## [Stated problem 1]
In the records, reproduce the lines starting with the one that contains "Confirm that each instance of the thumb" and ending with the one that contains "pixel 1100 412", including both of those lines.

## [Quoted passage]
# # #
Overview of This Lesson

Media queries are a powerful tool when it comes to responsive web design. You can use a media query to change the layout and styling of elements on a page when the screen size or orienation changes, or even when you print a document. For example, if you wanted to print these pages, it won't include the navigation bar inside each sub-topic, since they're not needed in a printed page. I also change the colour scheme to make certain items easier to see on paper. On my main pages, I even change single column layout to a multi-column layout when the page is viewed on a wide screen.


Before doing this tutorial, it is recommended that you first read about responsive design. It's also helpful if you understand the basics of Flexbox layouts and Grid layouts.

Intro to Media Queries

A media query gives you more control over your page when the user is on smaller devices. It allows you to apply certain styles only when a set of criteria is met, such as the width of the screen, the screen's orientation, or if the page is being printed on a printer.


Below is an example of a media query in an external CSS file. This query defines some styling for any screen device that has a width of 480px or higher. For a device with a screen that is 480px or higher, the element(s) with the class "flex-box" will switch to a flexbox column layout and align flex items on the cross axis so that they stretch their widths to fit the column width.

@media screen and (min-width: 480px) {
  .flex-box {
    flex-direction: column;
    align-items: stretch;

Media queries start with the @media rule and are followed by the criteria you want. These criteria include media types and media features. You can write complex logical expressions using logical operators. Let's take a look at each in the next few sections.

Media Types

Media types allow you to define the type of media or device that a media query should apply to. The styles defined in the media query will only apply to that type or device. For example, you can specify that a media query only apply to digital screens, or only to a printed document.

The current media types are as follows:

For example, a media query that starts with:

@media only print { ... }

will apply only to documents that are printed or in the browser's print preview mode.

Media Features

Media features allow you to define styles for devices with certain features or characteristics, such as screen size, orientation, aspect ratio, resolution, whether or not JavaScript is supported, and several other features.

Features generally have a value associated with them and must be enclosed in parentheses, e.g.

(resolution: 150dpi)

There are many media features you can apply to a media query. You can see a complete list at MDN: @media -- Media Features but here are a few common ones:

Logical Operators

Adding logical operators to your media query criteria allows you to join multiple criteria together. For example, you can specify that a media query apply when viewed on a screen AND when the screen is of a certain size, or you can apply a query when a document is printed OR it's viewed on a monochrome device. Valid logical operators are:

AND Operator

The and operator joins criteria where all criteria must be true in order for the styles in the media query to apply. For example:

@media print and (orientation: landscape)

means that the styling applies to documents that are printed in landscape mode. Both criteria must be true: the document must be printed (or in print preview) and it must be in landscape mode.

OR Operator

The comma is the "or" operator: You can use it when you want to list 2 or more criteria where at least one of thoes criteria must be true. Examples:

@media (orientation: landscape), (min-width: 1098px) { ... }

This query will apply if the page is viewed in landscape mode or on any media type that is 1098px or more in width.
# # #
## [The records]
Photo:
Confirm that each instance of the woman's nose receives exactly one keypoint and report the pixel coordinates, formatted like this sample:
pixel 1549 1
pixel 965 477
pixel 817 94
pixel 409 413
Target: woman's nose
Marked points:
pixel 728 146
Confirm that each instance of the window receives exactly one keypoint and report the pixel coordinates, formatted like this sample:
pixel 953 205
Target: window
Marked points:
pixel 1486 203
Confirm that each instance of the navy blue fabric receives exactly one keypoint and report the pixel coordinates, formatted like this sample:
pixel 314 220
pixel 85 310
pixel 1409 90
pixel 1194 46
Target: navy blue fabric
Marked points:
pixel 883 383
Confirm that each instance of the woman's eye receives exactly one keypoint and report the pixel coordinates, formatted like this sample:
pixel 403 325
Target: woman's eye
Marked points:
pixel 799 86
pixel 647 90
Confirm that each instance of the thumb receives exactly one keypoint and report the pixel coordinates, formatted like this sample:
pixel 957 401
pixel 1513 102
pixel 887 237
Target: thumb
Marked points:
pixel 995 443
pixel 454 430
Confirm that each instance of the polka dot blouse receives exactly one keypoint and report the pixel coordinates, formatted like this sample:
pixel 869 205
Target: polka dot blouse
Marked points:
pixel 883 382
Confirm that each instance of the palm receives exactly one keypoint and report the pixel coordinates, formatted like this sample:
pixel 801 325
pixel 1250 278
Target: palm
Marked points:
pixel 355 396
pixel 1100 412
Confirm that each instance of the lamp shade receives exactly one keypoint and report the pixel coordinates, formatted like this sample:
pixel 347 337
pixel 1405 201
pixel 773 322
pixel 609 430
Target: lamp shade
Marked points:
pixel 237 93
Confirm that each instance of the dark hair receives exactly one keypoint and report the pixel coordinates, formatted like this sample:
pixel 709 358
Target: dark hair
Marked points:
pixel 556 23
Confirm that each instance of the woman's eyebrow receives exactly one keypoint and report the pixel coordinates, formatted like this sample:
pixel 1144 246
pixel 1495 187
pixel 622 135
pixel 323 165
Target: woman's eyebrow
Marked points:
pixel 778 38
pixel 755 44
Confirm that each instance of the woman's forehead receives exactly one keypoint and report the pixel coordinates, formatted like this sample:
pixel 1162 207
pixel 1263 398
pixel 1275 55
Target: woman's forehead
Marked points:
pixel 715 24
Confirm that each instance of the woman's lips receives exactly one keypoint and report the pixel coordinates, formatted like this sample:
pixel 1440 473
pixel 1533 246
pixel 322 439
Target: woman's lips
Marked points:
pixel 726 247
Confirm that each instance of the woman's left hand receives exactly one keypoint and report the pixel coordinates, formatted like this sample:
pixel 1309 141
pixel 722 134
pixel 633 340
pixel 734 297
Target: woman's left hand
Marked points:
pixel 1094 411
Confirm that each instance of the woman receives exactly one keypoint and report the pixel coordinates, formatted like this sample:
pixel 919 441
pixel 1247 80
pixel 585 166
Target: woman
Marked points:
# # #
## [Stated problem 2]
Summarize the lesson on media queries in two sentences.

## [Answer 1]
Confirm that each instance of the thumb receives exactly one keypoint and report the pixel coordinates, formatted like this sample:
pixel 957 401
pixel 1513 102
pixel 887 237
Target: thumb
Marked points:
pixel 995 443
pixel 454 430
Confirm that each instance of the polka dot blouse receives exactly one keypoint and report the pixel coordinates, formatted like this sample:
pixel 869 205
Target: polka dot blouse
Marked points:
pixel 883 382
Confirm that each instance of the palm receives exactly one keypoint and report the pixel coordinates, formatted like this sample:
pixel 801 325
pixel 1250 278
Target: palm
Marked points:
pixel 355 396
pixel 1100 412

## [Answer 2]
Media queries let you apply styles only when certain criteria are met, such as screen width, screen orientation, or printing. They begin with the @media rule followed by media types and media features, which logical operators can join so that either all criteria (and) or at least one (the comma) must be true.